New Details on Fatal NYPD Collision as Victim’s Family Slams Letitia James

The officers who veered in front of a dirt-bike rider trying to evade police — a maneuver that ended with the rider dead — violated NYPD guidelines designed to ensure police car chases don’t result in catastrophe, officials have confirmed.

The alleged violations emerged in a report released this week by Attorney General Letitia James on the 2023 death of Samuel Williams, who died after colliding with an unmarked vehicle driven by cops trying to block a group riding illegal dirt bikes and ATVs across the University Heights Bridge from Manhattan to The Bronx.

The attorney general concluded that, while the officers broke departmental rules, their actions did not rise to the level of criminal culpability. As a result, she filed no charges.

James’ report came as a judge ordered the NYPD to release body camera footage and documents from the incident to The City Reporter amid a long-running Freedom of Information lawsuit. A lawyer for Williams’ family blasted the attorney general’s decision not to file charges.

Cops Versus Bikers

As described by the attorney general’s Office of Special Investigation, the May 28, 2023, accident occurred when a caravan of four unmarked police vehicles carrying Community Response Team (CRT) cops saw a group of dirt bikes and ATVs — which are illegal on New York City streets — approaching the University Heights Bridge connecting The Bronx and Manhattan.

Williams, the leader of the group, was popping wheelies as he headed toward the NYPD caravan. The second car in the cop caravan pulled into the oncoming lane to block the riders, and a third cop car behind him did the same.

State investigators determined that Williams was able to swerve around the first police car trying to block him and appeared to be accelerating to try and dodge the second when he crashed into it. He was launched through the air and landed on the street, his leg badly broken. He died the next day; Williams’ death was ruled “accidental,” caused by “blunt injuries” to his legs and damaged blood vessels.

■ ■ ■ ■ ■

The problem —
In the article about the fatal NYPD collision, what caused Samuel Williams's death according to the ruling?

Information supplied —
■ ■ ■ ■ ■

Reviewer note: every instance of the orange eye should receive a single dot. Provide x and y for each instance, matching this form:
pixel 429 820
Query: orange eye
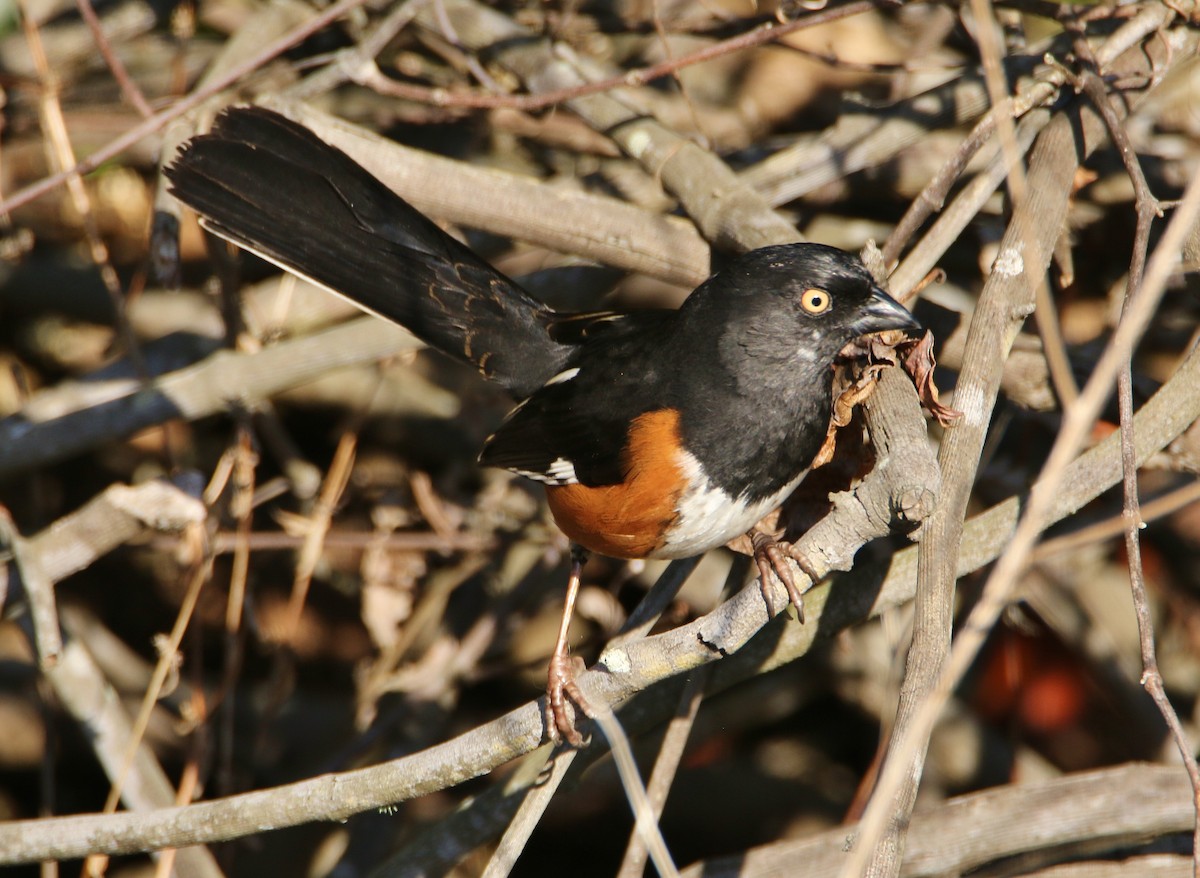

■ ■ ■ ■ ■

Correct result —
His death was ruled accidental, caused by blunt injuries to his legs and damaged blood vessels.